• EXERCISE TASK:
Render everything from the start of the material down to and including the line containing "103 10 L 102" as a Markdown table with the columns Row and Line, one line per row, and leave out any blank lines.

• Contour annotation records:
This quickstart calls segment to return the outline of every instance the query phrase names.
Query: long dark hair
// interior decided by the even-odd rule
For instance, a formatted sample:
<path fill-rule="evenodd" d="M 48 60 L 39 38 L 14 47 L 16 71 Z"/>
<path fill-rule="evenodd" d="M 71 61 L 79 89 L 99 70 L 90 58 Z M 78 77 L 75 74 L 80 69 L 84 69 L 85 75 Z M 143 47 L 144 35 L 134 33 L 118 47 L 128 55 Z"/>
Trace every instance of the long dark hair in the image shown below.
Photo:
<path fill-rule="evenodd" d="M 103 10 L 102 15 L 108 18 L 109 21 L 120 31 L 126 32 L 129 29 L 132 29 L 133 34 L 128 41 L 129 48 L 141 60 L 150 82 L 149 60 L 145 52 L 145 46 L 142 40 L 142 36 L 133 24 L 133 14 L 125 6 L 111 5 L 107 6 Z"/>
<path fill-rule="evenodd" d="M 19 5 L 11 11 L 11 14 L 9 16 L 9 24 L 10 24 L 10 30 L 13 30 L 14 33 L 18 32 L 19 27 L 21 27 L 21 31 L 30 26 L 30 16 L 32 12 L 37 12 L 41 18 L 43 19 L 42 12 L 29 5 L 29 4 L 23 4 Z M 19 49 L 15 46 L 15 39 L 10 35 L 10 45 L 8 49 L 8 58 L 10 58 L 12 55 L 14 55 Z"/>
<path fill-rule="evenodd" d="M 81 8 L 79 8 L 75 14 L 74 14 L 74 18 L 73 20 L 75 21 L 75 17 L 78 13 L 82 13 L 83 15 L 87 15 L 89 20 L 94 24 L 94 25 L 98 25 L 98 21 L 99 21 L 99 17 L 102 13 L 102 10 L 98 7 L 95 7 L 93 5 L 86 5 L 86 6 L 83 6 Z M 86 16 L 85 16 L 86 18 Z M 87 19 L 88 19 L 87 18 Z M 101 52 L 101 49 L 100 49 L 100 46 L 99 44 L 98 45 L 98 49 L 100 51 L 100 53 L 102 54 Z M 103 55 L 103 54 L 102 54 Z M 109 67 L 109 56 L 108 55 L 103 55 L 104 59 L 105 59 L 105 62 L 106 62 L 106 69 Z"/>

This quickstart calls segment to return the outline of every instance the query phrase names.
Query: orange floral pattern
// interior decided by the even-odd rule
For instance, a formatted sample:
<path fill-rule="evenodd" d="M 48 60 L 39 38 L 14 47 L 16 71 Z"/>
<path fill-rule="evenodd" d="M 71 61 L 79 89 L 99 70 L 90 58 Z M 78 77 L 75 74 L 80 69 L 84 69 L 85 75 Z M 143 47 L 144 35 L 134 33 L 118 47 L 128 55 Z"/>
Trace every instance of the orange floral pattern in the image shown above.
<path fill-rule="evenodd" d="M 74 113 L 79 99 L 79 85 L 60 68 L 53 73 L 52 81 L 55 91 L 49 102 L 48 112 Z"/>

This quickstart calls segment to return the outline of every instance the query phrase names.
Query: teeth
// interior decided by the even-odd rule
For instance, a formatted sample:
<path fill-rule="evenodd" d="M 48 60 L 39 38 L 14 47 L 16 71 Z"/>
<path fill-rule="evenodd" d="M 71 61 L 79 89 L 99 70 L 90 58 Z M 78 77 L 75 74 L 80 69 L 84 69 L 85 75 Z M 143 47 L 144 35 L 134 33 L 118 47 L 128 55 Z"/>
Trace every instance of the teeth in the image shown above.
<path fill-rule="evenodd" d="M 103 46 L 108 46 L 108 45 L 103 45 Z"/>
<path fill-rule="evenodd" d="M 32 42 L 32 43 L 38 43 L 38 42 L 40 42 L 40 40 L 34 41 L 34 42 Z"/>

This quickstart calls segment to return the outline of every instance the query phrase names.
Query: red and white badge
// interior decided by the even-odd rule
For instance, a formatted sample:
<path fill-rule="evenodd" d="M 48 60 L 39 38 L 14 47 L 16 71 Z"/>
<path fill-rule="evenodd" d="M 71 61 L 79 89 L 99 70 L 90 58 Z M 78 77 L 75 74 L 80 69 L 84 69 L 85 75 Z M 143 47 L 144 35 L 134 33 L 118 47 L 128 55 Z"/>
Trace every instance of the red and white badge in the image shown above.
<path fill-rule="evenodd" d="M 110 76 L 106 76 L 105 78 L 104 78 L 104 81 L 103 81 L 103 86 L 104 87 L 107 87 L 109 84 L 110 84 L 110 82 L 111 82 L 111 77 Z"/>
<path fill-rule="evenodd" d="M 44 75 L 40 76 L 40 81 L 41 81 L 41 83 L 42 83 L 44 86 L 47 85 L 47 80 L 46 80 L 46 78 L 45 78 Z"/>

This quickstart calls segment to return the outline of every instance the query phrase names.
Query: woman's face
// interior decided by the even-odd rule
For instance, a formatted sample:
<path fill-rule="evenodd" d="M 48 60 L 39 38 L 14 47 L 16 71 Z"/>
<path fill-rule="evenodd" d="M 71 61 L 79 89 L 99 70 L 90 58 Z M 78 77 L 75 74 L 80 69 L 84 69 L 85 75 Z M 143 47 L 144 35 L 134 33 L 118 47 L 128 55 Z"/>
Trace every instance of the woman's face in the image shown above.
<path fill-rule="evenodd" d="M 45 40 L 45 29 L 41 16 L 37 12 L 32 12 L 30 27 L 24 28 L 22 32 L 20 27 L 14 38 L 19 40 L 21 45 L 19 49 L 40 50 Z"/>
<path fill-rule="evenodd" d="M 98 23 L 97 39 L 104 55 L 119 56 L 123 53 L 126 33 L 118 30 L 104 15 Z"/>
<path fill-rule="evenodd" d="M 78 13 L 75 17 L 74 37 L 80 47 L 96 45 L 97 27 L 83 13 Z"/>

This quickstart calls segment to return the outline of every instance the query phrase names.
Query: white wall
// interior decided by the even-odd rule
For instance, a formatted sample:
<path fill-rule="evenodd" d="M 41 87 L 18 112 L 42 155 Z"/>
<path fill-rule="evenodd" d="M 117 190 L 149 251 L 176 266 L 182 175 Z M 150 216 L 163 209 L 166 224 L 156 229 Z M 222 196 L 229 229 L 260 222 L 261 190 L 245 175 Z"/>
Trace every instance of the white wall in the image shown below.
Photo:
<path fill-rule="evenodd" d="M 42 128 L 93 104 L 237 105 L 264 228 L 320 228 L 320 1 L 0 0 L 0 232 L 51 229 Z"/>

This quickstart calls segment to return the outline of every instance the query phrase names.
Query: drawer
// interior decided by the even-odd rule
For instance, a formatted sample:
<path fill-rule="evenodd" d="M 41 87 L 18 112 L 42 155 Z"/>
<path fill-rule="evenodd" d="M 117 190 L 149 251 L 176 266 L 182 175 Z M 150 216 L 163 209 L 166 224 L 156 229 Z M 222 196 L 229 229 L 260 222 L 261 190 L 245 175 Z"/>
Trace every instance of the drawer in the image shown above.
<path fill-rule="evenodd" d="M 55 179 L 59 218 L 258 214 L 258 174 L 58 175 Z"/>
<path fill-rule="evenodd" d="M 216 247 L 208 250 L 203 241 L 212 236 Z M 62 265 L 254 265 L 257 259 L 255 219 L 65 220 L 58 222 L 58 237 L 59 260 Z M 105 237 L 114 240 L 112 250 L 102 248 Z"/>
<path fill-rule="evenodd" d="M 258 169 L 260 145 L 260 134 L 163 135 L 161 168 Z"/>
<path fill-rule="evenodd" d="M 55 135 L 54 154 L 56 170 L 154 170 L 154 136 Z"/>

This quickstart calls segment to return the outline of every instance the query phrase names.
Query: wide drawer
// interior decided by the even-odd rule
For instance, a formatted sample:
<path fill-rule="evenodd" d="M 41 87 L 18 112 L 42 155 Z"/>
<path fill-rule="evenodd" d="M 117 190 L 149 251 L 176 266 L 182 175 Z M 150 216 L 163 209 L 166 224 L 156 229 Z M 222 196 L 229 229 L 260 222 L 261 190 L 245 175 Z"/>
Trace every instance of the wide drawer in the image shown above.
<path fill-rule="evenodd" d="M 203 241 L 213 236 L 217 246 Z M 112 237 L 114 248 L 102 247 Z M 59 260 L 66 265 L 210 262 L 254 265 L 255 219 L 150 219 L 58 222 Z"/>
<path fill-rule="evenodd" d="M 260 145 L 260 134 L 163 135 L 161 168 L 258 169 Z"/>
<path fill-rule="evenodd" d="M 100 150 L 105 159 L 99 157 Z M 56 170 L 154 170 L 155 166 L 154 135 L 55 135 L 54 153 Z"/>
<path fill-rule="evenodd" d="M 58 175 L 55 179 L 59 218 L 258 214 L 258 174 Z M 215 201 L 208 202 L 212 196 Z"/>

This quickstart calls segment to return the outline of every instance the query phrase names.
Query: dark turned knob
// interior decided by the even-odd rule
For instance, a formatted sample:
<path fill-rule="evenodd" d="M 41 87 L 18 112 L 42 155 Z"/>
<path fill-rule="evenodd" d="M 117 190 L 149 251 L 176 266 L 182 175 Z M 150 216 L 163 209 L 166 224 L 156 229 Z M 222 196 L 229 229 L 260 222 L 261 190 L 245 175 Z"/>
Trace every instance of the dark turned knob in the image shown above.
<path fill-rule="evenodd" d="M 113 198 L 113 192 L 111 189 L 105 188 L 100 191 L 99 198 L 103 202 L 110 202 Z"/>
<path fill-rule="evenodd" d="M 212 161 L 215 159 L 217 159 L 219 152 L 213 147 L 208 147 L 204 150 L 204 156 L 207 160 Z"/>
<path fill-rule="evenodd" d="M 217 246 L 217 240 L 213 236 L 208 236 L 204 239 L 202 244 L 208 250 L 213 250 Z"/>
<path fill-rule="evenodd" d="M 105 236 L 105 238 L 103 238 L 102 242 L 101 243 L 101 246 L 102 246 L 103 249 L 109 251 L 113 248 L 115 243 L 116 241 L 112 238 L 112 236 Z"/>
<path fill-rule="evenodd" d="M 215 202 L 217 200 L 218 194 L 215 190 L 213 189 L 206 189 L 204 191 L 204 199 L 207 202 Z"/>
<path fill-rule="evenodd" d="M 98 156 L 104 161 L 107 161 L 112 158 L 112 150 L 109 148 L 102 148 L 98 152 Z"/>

• OUTPUT OF THE TASK:
| Row | Line |
|---|---|
| 1 | This quickstart calls segment to return the outline of every instance the query phrase names. |
| 2 | Query: long dark hair |
| 3 | // interior decided by the even-odd rule |
| 4 | For instance, a formatted sample: |
| 5 | <path fill-rule="evenodd" d="M 48 60 L 39 38 L 14 47 L 16 71 Z"/> |
| 6 | <path fill-rule="evenodd" d="M 71 61 L 79 89 L 99 70 L 90 58 Z M 78 77 L 75 74 L 80 69 L 84 69 L 85 75 Z M 143 47 L 144 35 L 134 33 L 118 47 L 128 55 Z"/> |
| 7 | Trace every instance of the long dark hair in the image shown below. |
| 8 | Photo: |
| 9 | <path fill-rule="evenodd" d="M 103 10 L 102 15 L 108 18 L 109 21 L 120 31 L 126 32 L 129 29 L 132 29 L 133 34 L 128 41 L 129 48 L 141 60 L 150 82 L 149 60 L 145 52 L 145 46 L 142 40 L 142 36 L 133 24 L 133 14 L 125 6 L 111 5 L 107 6 Z"/> |